TASKS TO CARRY OUT:
a: Answer these from the forum thread about the Multimaster, marking each answer (i), (ii) or (iii):
(i) What was Radish removing when getting the tool?
(ii) What did jerryc have to chisel away?
(iii) Where did Sawdust2 meet Jodi?
b: Write out the passage of the Multimaster forum thread starting with "# Just the ticket" and going on through "(Sep 15, 2007)", swapping "Amazon" for "eBay".
c: Write the next part of the forum thread about the Multimaster, picking up after its last sentence.

QUOTED TEXT:
......

# Just the ticket for those difficult sanding tasks



## Radish (Apr 11, 2007)

I finagled one last year when we were removing old glazing, and got a slightly older model without the tool-less pad change from Amazon at a pretty good deal. Powered scraping, e-cut sawing (works like the saw used to cut off casts at the M.D.'s office-won't cut flesh but melts through hard objects), great detail sanding. I love this tool. Anybody want to buy a used PC profile sander… the Fein Multimaster rocks!


----------



## BarryW (Sep 15, 2007)

Send money now, this is blackmail…your wife was out of town and you were having a relationship with a partner who could be pretty rough at times…smooth at others…ah ha…and "she" speaks several languages…a Feinfatal if I ever saw one…and a Multimaster, too? Kinky….really kinky…and 10 per cent off no less. Deals like this only happen in Georgia…


----------



## Sawdust2 (Mar 18, 2007)

Barry, you're just jealous because your wife won't let you near the kitchen table except to eat.

Lee


----------



## Timber4fun (Jul 17, 2008)

Barry - you are too funny. Lee - he may be on to something …


----------



## jerryc (Aug 3, 2008)

I'm a newbie here and the first thing I see is multimaster. Tools cost even more here but this little beauty can do things others can't do. Had to chisel away part of a beam under an ornate plaster cornice. Overhead work and can't use a chisel because vibration would fracture plaster. Multimaster saw made it a doddle. Really has multi use and worth every penny

Jerry


----------



## Sawdust2 (Mar 18, 2007)

Now to add a little icing to the cake -

I had the good fortune to meet and talk with Jodi at the IWF on Friday.

She was a lot of fun and a joy to talk with. I think that is her nature because she was so bubbly and seemed to enjoy meeting everyone there.

......

DATA PROVIDED:
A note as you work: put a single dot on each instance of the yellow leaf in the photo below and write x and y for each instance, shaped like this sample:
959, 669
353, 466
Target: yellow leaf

......

ANSWERS TO THE EXERCISE:
a:
(i) Old glazing.
(ii) Part of a beam under an ornate plaster cornice.
(iii) At the IWF, on Friday.

b:
# Just the ticket for those difficult sanding tasks



## Radish (Apr 11, 2007)

I finagled one last year when we were removing old glazing, and got a slightly older model without the tool-less pad change from eBay at a pretty good deal. Powered scraping, e-cut sawing (works like the saw used to cut off casts at the M.D.'s office-won't cut flesh but melts through hard objects), great detail sanding. I love this tool. Anybody want to buy a used PC profile sander… the Fein Multimaster rocks!


----------



## BarryW (Sep 15, 2007)

c:
Oh, I also had my picture taken with Norm Abram. Dang, didn't get a picture with Jodi.
Lee


----------



## Karson (May 9, 2006)

Nice review


----------



## trob445 (Aug 17, 2008)

nothing like that new tool smell


----------



## perpetual_novice (Jan 9, 2009)

I bought this tool and the detail sanding function is great.
I have not tested it to too much, but:

Two beefs with this tool - the noise level (but I will happily wear ear protection)

The real issue is the wood+steel blade. Go through 2 or three siding nails and you pretty much need a new 40 dollar blade.
I bought this tool to assist me with some window replacement work.
So I was rather disappointed.


----------



## affyx (Jan 1, 2008)

I notice that with the infomercials from Fein, some copycats are out there - dremel and bosch had clones at the BORG… has anyone checked out this at harbor freight? looks very similare for about 20% or less of the price a fein. I think I will buy one to see if it's any good, but curious if any one has tried the Fein clones?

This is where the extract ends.